[Records drawn from a dataset]
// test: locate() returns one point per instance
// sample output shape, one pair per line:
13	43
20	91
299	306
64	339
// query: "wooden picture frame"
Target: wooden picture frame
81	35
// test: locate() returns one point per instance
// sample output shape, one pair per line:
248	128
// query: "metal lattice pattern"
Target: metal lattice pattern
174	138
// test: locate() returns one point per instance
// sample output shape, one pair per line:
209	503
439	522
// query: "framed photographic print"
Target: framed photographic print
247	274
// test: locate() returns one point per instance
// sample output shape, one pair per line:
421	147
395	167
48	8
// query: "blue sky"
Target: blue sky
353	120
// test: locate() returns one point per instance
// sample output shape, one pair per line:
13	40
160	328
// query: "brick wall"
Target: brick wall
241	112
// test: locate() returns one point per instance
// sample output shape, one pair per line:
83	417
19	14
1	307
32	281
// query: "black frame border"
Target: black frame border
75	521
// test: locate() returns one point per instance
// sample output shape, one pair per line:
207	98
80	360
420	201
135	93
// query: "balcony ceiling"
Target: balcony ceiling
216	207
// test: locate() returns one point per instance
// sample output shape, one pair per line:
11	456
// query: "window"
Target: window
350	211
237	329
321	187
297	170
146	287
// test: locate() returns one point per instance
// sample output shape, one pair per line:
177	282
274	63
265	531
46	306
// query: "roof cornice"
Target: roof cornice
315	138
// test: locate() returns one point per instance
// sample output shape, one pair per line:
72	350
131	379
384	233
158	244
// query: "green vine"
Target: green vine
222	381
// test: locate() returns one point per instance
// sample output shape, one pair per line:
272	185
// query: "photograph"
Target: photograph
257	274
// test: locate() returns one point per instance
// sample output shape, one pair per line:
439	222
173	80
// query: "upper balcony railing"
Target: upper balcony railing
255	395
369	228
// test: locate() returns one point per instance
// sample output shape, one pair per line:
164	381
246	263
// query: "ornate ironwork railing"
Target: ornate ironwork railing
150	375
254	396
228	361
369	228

What to work on: Output every entry again, exactly as given.

Answer to this problem:
// test: locate() returns one point per instance
// sample output shape, one pair per line:
13	43
20	91
299	306
64	339
// query: "wooden picture frame"
Target: wooden picture frame
81	35
// test: locate() returns one point per instance
// sample output shape, one pair per line:
248	128
// query: "metal lattice pattern"
Target: metal lattice pattern
174	138
// test: locate() returns one point per instance
// sample output shape, one pair per line:
209	503
439	522
// query: "framed photographic print"
Target: framed photographic print
247	274
// test: locate() returns one point per instance
// sample output shape, one pair per line:
421	147
395	167
48	8
// query: "blue sky"
Target: blue sky
353	120
// test: locate() returns one point per instance
// sample output shape, one pair per line:
13	40
160	328
// query: "brick wall"
Target: brick wall
241	112
// test: locate() returns one point per instance
// sample output shape, one pair per line:
83	417
19	14
1	307
32	281
// query: "black frame border"
Target: black frame border
75	521
// test: locate() returns one point per instance
// sample output shape, one pair per line:
207	98
80	360
420	201
135	93
// query: "balcony ceiling"
Target: balcony ceiling
216	207
// test: locate() returns one point per instance
// sample output shape, one pair per line:
11	456
// query: "window"
Target: window
350	211
237	329
321	187
297	170
146	287
// test: locate() returns one point per instance
// sample output shape, one pair per line:
177	282
274	63
265	531
46	306
// query: "roof cornice"
Target: roof cornice
315	138
// test: locate() returns one point per instance
// sample output shape, one pair per line:
72	350
131	379
384	233
158	244
// query: "green vine"
Target: green vine
222	381
// test: locate() returns one point per instance
// sample output shape, one pair per line:
272	185
// query: "photograph"
Target: photograph
257	274
// test: locate() returns one point per instance
// sample output shape, one pair per line:
439	222
173	80
// query: "upper balcony railing"
Target: upper balcony railing
255	395
369	228
// test: locate() returns one point per instance
// sample output shape, one pair per line:
164	381
246	263
// query: "ornate ironwork railing"
Target: ornate ironwork railing
150	375
254	396
228	361
369	228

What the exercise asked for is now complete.